### Tasks to perform
[a] List the flour brands that the passage on weighing a cup of flour says were examined.
[b] Write the next part of the passage on weighing a cup of flour, picking up after its final sentence.

How much does a cup of flour weigh?  It’s an important question if you want to be able to convert American recipes over to the metric system or if you want to break down a recipe to see the ratios of different ingredients.  Knowing the answer can also help you more easily scale recipes up or down.

If you do a Google search, you may find yourself on the Instructables page that says that a cup of all-purpose flour weighs 120 grams.  Allrecipes says one cup of flour is 128 grams.  Joy of Baking weighs in, calling one cup of flour 130 grams.   Why is there a discrepancy, what number should you be using, and does it matter at all?  I weighed 192 cups of flour to figure out how much a cup of flour weighs!

I decided to look at three different factors that could cause weight variation: the method of getting the flour into the measuring cup, the brand of flour, and the type of measuring cup.

This is a long post, so grab a drink and get ready.  First, I share my findings.  Then, I tackle the important issue of whether  the difference in weight matters.  At the end, I summarize all of my conclusions (skip to that section if you are short on time).

The Dip Versus The Scoop

There are two main ways that people fill their measuring cups.

Dipping measuring cup

I’m calling the first method “The Dip”.  This is where you dip your measuring cup right into the bag or jar of flour.

Scooping flour

The second method is “The Scoop”.  In this method, you use a scoop to pour flour from the bag or jar into your measuring cup.

Leveling flour

In both methods, it’s important to level off the top of the measuring cup after it is full.

I ran 72 tests on each method using different brands of flours and measuring cups.  Here are the averaged results:

The Dip 139 grams
The Scoop 128 grams
Difference The Dip yields 8.5% more flour than The Scoop

 

Perhaps more telling is the difference in standard deviation between The Dip and The Scoop.   I know, I’m getting all mathy on you now.  As a quick math refresher, the standard deviation is a measure that is used to quantify the amount of variation in set of data values.  A standard deviation of 0 would mean that I got the exact same answer when I did things the same way.  What I found was that the standard deviation for The Dip was 2.43 grams and the standard deviation for The Scoop was 1.93 grams.  Using The Scoop yields more consistent results.

The Flour Brand

Flour Brands

For this project, I looked at four different brands of flour: King Arthur Flour, 365 Everyday Value Organic (Whole Foods’ house brand), Gold Medal, and Pillsbury.

### Records
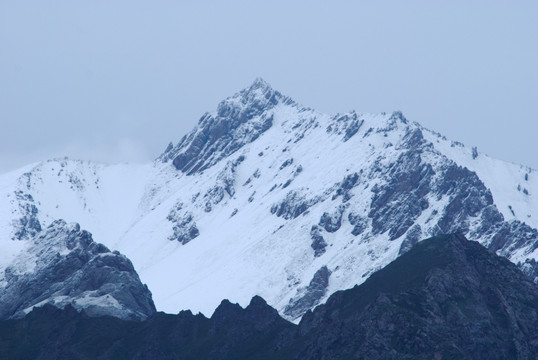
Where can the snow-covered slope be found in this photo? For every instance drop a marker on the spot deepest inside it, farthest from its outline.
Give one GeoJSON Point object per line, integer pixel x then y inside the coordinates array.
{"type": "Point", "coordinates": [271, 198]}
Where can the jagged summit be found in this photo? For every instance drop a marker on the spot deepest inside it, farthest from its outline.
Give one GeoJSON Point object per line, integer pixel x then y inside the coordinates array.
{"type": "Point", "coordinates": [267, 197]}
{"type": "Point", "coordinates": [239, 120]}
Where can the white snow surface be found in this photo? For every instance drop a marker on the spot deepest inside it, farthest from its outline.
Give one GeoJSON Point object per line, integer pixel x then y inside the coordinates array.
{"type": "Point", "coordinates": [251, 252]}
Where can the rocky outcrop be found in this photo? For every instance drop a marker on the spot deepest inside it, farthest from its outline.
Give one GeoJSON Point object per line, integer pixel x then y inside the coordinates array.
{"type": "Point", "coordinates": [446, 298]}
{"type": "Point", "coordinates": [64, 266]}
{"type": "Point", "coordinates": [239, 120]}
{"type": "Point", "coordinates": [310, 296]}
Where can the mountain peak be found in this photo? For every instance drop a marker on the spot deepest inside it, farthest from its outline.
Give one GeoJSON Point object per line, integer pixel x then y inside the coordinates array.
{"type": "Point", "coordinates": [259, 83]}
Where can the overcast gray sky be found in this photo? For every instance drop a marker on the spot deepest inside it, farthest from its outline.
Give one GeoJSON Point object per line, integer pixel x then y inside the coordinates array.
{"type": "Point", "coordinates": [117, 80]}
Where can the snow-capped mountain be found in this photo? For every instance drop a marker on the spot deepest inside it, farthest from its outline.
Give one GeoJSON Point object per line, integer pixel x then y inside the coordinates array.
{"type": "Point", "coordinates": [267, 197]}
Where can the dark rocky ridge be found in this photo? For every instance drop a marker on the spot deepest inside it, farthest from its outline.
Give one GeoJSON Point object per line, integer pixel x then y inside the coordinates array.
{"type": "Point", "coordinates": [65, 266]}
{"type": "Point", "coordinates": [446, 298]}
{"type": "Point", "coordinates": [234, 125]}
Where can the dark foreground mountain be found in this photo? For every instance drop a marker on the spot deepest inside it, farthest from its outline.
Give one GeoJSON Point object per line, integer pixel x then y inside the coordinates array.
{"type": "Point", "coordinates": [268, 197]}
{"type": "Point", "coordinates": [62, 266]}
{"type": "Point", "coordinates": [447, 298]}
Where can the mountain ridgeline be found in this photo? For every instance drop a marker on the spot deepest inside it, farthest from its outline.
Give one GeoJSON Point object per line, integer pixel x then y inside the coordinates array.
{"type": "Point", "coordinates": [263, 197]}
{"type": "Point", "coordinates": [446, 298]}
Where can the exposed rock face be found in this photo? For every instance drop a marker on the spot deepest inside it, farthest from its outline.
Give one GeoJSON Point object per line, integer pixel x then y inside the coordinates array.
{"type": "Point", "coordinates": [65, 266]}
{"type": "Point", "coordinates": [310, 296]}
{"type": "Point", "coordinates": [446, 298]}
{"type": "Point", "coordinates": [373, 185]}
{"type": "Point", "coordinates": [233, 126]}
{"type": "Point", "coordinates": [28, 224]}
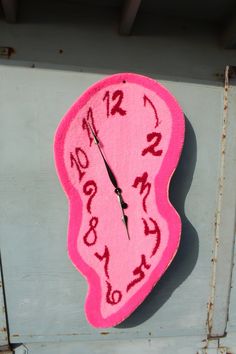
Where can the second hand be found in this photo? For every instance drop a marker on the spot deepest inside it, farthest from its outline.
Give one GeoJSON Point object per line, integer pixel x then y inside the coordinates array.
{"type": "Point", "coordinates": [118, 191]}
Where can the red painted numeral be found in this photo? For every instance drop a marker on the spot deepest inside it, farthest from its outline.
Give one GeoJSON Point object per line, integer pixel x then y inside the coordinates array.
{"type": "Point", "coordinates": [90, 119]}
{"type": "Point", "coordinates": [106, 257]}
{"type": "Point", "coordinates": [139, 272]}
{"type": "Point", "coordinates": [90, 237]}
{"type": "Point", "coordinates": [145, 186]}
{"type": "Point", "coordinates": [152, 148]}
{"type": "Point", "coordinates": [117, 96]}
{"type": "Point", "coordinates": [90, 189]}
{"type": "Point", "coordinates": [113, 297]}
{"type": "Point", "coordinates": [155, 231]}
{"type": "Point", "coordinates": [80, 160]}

==

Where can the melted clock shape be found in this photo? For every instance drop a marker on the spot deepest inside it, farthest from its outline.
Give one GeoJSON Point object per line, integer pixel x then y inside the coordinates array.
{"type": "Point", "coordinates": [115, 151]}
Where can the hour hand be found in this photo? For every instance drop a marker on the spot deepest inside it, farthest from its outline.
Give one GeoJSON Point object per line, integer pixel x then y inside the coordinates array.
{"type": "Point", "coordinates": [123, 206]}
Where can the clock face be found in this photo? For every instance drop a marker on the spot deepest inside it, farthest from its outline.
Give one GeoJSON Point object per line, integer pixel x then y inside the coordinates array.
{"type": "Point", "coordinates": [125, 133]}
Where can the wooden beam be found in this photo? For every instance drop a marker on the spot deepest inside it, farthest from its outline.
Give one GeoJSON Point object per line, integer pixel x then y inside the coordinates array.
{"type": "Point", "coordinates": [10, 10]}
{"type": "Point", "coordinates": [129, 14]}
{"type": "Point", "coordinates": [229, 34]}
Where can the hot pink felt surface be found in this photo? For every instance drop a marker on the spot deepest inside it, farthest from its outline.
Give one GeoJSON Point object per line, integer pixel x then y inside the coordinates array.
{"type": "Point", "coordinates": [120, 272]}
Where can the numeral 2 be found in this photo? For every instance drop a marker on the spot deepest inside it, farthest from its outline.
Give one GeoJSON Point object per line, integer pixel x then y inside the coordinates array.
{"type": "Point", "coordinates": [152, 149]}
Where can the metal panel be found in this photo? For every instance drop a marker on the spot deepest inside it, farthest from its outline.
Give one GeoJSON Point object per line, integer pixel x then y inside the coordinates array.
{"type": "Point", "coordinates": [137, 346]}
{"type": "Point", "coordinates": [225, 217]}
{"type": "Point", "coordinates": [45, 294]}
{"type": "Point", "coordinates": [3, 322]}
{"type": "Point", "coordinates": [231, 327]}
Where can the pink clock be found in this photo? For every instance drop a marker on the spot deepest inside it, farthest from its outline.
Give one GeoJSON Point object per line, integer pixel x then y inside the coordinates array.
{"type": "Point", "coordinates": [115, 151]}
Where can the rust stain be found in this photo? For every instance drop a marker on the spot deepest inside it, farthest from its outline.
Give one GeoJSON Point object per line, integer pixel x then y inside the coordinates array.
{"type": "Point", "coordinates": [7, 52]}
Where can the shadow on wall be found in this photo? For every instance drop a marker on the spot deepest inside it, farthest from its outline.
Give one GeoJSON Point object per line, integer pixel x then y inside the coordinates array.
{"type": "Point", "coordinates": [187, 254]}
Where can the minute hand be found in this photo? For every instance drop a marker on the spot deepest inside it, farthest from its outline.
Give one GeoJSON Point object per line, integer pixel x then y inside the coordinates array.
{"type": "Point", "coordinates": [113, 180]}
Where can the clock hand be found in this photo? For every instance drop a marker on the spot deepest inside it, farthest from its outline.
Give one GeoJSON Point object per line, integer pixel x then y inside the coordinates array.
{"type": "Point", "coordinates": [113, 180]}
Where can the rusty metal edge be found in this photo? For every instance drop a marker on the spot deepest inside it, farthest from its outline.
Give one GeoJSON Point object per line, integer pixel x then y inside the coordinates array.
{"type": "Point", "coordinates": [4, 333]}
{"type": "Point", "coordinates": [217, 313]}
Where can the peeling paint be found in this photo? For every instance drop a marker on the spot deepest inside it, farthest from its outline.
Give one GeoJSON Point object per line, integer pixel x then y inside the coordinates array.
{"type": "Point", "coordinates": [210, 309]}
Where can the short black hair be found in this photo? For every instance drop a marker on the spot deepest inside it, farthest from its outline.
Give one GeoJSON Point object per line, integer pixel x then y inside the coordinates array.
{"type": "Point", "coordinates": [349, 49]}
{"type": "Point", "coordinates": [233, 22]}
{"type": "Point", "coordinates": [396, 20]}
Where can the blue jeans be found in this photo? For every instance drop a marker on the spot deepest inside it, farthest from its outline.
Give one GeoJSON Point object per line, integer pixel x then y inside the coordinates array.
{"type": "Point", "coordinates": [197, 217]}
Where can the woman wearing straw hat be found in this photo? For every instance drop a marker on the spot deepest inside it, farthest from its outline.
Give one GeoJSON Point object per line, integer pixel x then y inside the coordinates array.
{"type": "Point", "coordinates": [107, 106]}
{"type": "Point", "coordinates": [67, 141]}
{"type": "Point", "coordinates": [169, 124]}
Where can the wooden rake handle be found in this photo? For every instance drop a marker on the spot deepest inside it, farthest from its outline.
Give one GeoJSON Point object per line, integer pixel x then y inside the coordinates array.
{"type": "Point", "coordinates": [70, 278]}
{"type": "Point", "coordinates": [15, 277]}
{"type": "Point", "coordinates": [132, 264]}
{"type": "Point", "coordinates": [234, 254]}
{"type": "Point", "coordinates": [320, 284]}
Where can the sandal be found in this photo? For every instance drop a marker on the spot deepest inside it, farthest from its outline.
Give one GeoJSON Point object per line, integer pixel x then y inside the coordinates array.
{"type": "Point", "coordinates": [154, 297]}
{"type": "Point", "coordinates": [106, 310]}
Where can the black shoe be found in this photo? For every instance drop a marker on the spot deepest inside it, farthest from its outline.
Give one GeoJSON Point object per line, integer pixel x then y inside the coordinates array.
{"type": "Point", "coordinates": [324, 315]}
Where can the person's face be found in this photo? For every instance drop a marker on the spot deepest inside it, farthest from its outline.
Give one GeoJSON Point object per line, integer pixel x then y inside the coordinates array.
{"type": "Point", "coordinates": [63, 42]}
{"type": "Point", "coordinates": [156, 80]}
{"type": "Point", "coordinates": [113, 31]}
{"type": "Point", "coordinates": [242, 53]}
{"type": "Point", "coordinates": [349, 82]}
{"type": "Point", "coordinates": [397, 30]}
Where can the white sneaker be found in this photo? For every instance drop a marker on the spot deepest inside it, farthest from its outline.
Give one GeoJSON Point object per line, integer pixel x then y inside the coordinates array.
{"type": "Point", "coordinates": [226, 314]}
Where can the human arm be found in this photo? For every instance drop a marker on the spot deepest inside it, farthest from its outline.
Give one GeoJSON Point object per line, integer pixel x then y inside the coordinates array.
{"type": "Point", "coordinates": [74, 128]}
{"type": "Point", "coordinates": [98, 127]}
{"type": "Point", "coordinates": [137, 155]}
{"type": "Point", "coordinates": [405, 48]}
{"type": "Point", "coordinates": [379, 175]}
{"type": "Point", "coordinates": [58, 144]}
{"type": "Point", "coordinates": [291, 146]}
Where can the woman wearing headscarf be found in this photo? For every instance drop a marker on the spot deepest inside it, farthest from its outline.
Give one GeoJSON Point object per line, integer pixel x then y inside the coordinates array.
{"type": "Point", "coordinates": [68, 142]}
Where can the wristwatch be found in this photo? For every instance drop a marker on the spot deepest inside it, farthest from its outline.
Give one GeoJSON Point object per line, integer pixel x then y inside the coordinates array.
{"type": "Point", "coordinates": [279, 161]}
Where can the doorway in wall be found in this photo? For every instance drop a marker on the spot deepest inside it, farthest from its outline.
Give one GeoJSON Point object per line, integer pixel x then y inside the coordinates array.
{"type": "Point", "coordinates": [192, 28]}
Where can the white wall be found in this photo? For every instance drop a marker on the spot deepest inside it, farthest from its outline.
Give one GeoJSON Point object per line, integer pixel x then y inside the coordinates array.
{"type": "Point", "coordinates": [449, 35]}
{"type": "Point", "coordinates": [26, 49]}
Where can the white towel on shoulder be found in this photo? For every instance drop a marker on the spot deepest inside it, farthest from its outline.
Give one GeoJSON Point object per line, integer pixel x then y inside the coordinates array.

### Task responses
[a] King Arthur Flour, 365 Everyday Value Organic (Whole Foods' house brand), Gold Medal, and Pillsbury

[b]
When calculating the brand results, I used an average of measures taken using The Dip and the Scoop Method with a variety of measuring cups for each flour brand.  The results are as follows:

King Arthur Flour 138 grams
365 Everyday Value 136 grams
Gold Medal 130 grams
Pillsbury 129 grams

 

That’s a 7.3% difference between Pillsbury and King Arthur Flour!

The Measuring Cups

Measuring Cups

Will you get the same result using any measuring cup?  It looks like the answer is “no”.

Yellow Cup 133 grams
Blue Cup 132 grams
Pink Striped Cup 135 grams

 

The difference in standard deviation is also striking here.  The yellow cup’s standard deviation was 2.80 grams, the blue cup’s was 2.05 grams, and the pink striped cup’s was 1.68 grams.  I attribute this to the round shape of the striped cup and the fact that it has less of a rim.  This makes it easier to level the cup.

Liquid Measuring Cups

Liquid Measuring Cups

I am including a liquid measuring cup in this post because I know that some of you use a liquid measure to measure dry ingredients.  The standard deviation when I used a liquid measure was 8.76 grams!  Because you can’t level a liquid measure, it is nearly impossible to get an accurate result using one.

Does a 20 Gram Difference in the Weight of a Cup of Flour Matter?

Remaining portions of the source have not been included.